**Entries from a point annotation set:**

----------------

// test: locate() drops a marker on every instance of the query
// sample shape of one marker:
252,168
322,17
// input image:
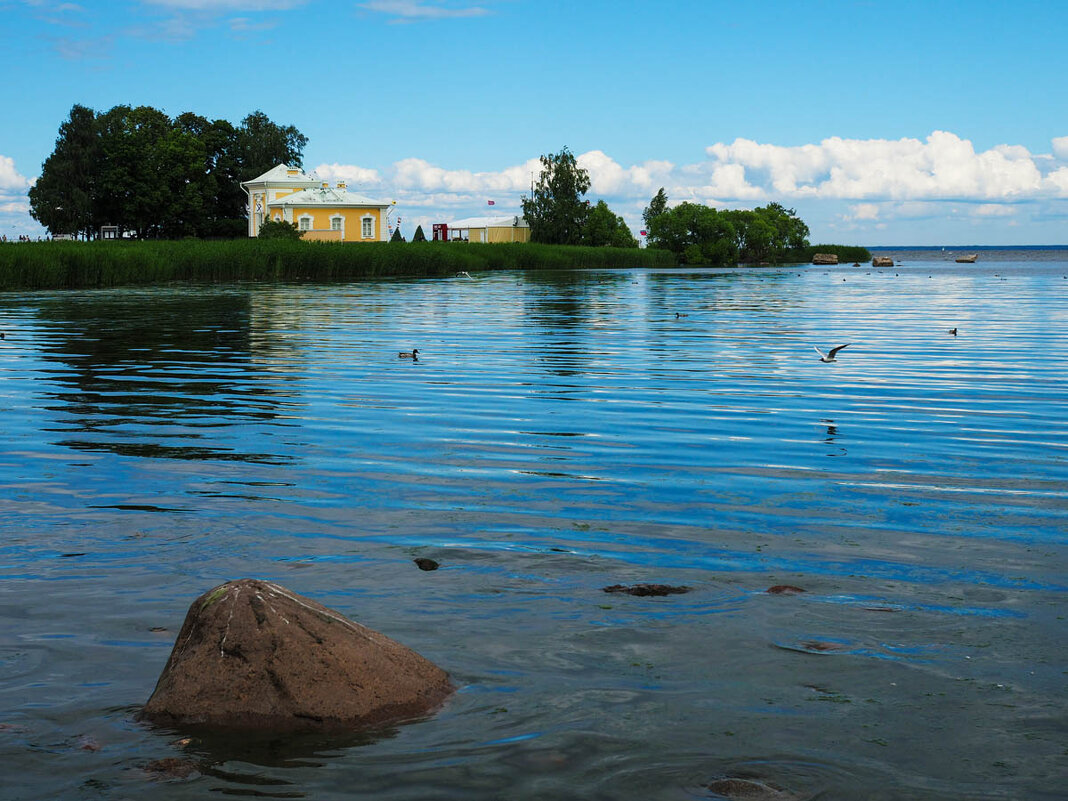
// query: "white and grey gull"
829,357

----------------

**Task prompt:** In the records above, rename "marker" to "pin" wherever it occurs and leave every other line unchanged. Omit the pictures from your answer.

**Solution to the problem:**
// test: locate() drops a pin on every instance of the query
// sample shape of one pin:
252,168
322,17
// input image:
// query: "white and grey gull"
829,357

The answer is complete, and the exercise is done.